-- Information follows --
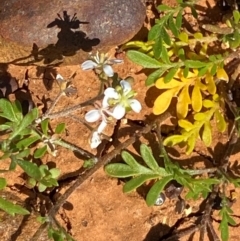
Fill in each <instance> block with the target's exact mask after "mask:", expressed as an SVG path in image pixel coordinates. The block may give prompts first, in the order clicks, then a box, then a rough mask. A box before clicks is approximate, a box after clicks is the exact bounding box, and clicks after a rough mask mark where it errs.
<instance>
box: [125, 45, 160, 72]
mask: <svg viewBox="0 0 240 241" xmlns="http://www.w3.org/2000/svg"><path fill="white" fill-rule="evenodd" d="M127 56H128V58H129V59H130V60H131V61H133V62H134V63H136V64H139V65H141V66H143V67H144V68H151V69H158V68H160V67H161V63H160V62H159V61H157V60H156V59H153V58H151V57H150V56H148V55H146V54H144V53H141V52H138V51H136V50H129V51H128V52H127Z"/></svg>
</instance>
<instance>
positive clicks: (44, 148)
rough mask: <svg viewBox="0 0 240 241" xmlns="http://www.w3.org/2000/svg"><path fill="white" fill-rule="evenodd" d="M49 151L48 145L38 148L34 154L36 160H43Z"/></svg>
mask: <svg viewBox="0 0 240 241" xmlns="http://www.w3.org/2000/svg"><path fill="white" fill-rule="evenodd" d="M46 151H47V145H45V146H43V147H40V148H38V149H37V150H36V151H35V152H34V158H36V159H37V158H41V157H43V156H44V155H45V153H46Z"/></svg>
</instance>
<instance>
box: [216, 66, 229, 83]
mask: <svg viewBox="0 0 240 241" xmlns="http://www.w3.org/2000/svg"><path fill="white" fill-rule="evenodd" d="M217 78H218V79H221V80H225V81H226V82H228V81H229V77H228V75H227V73H226V71H225V70H224V69H223V68H221V69H218V70H217Z"/></svg>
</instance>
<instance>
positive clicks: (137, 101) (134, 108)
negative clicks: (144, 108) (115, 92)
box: [128, 99, 142, 113]
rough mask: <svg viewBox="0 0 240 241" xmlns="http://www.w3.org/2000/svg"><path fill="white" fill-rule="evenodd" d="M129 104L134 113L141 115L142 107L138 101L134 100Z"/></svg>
mask: <svg viewBox="0 0 240 241" xmlns="http://www.w3.org/2000/svg"><path fill="white" fill-rule="evenodd" d="M128 103H129V105H130V106H131V108H132V110H133V111H134V112H136V113H139V112H140V111H141V109H142V106H141V103H140V102H139V101H138V100H135V99H132V100H129V102H128Z"/></svg>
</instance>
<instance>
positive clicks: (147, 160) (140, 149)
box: [140, 144, 159, 171]
mask: <svg viewBox="0 0 240 241" xmlns="http://www.w3.org/2000/svg"><path fill="white" fill-rule="evenodd" d="M140 153H141V156H142V158H143V160H144V162H145V163H146V164H147V165H148V167H149V168H151V169H152V170H153V171H157V170H158V168H159V166H158V164H157V162H156V160H155V158H154V156H153V154H152V151H151V149H150V148H149V147H148V146H147V145H145V144H142V145H141V146H140Z"/></svg>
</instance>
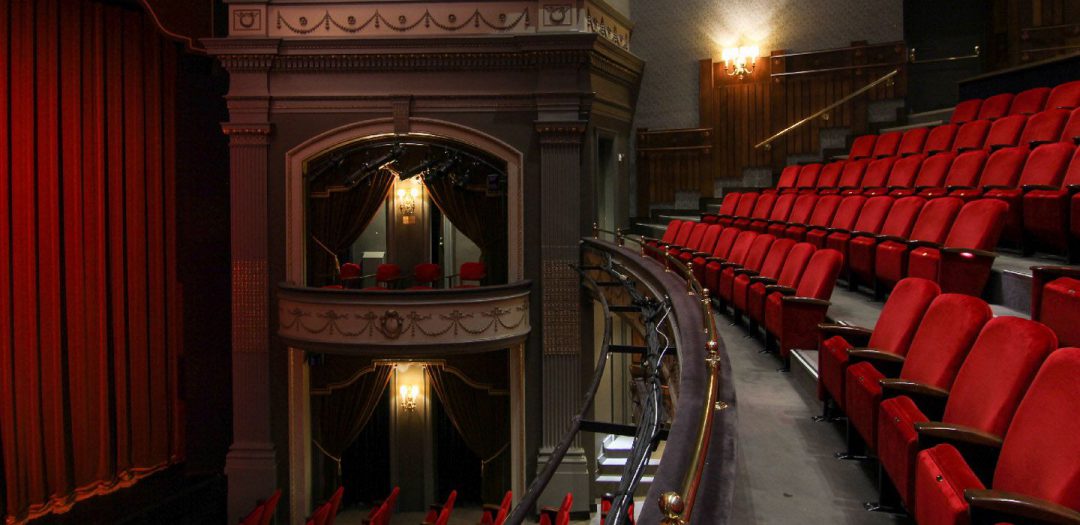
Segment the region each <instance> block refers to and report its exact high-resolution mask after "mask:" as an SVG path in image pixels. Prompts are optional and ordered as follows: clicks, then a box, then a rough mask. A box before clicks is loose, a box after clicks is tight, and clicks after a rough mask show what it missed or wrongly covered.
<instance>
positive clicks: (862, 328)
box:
-- Information concluded --
• Problem description
Omit every picture, then write out the entries above exactly.

• Result
Fill in each <instance> block with the target's exact mask after "mask:", expressed as an SVG path in image pixel coordinates. The block may give prompts first, in the order clicks, then a box, then a rough mask. A box before clicks is approximate, a box after clicks is the exact bounding box, and clicks after a rough mask mark where it errs.
<instance>
box: [125, 45, 160, 72]
mask: <svg viewBox="0 0 240 241" xmlns="http://www.w3.org/2000/svg"><path fill="white" fill-rule="evenodd" d="M127 56H128V58H129V59H130V60H131V61H133V62H134V63H136V64H139V65H141V66H143V67H144V68H151V69H158V68H160V67H161V63H160V62H159V61H157V60H156V59H153V58H151V57H150V56H148V55H146V54H144V53H141V52H138V51H136V50H129V51H128V52H127Z"/></svg>
</instance>
<instance>
positive clicks: (44, 148)
rough mask: <svg viewBox="0 0 240 241" xmlns="http://www.w3.org/2000/svg"><path fill="white" fill-rule="evenodd" d="M49 151L48 145L38 148L34 154L36 160H43Z"/></svg>
mask: <svg viewBox="0 0 240 241" xmlns="http://www.w3.org/2000/svg"><path fill="white" fill-rule="evenodd" d="M46 151H47V145H45V146H43V147H40V148H38V149H37V150H36V151H35V152H34V158H36V159H37V158H41V157H43V156H44V155H45V153H46Z"/></svg>
</instance>
<instance>
box: [216, 66, 229, 83]
mask: <svg viewBox="0 0 240 241" xmlns="http://www.w3.org/2000/svg"><path fill="white" fill-rule="evenodd" d="M217 78H218V79H221V80H225V81H226V82H228V81H229V77H228V75H227V73H226V71H225V70H224V69H223V68H221V69H218V70H217Z"/></svg>
</instance>
<instance>
positive clicks: (137, 101) (134, 108)
negative clicks: (144, 108) (115, 92)
box: [128, 99, 142, 113]
rough mask: <svg viewBox="0 0 240 241" xmlns="http://www.w3.org/2000/svg"><path fill="white" fill-rule="evenodd" d="M129 104L134 113L141 115L142 107L138 101L134 100Z"/></svg>
mask: <svg viewBox="0 0 240 241" xmlns="http://www.w3.org/2000/svg"><path fill="white" fill-rule="evenodd" d="M128 103H129V105H130V106H131V108H132V110H133V111H134V112H136V113H139V112H140V111H141V109H142V106H141V103H140V102H139V101H138V100H135V99H132V100H129V102H128Z"/></svg>
</instance>
<instance>
positive clicks: (147, 160) (140, 149)
box: [140, 144, 159, 171]
mask: <svg viewBox="0 0 240 241" xmlns="http://www.w3.org/2000/svg"><path fill="white" fill-rule="evenodd" d="M140 153H141V156H142V158H143V160H144V162H145V163H146V164H147V165H148V167H149V168H151V169H152V170H153V171H157V170H158V168H159V166H158V164H157V162H156V160H155V158H154V156H153V154H152V151H151V149H150V148H149V147H148V146H147V145H145V144H142V145H141V146H140Z"/></svg>
</instance>
Segment the region each <instance> block refers to and report its exact high-resolution mask after "mask:" as an SVG path in image pixels. Prompts are optional and ordered as follows: clicks, then a box, then a rough mask. A box before clicks is loose, a box after clicks is tight, and clicks after a rough mask show what it missed or wrongly covered.
<instance>
positive clicks: (862, 328)
box:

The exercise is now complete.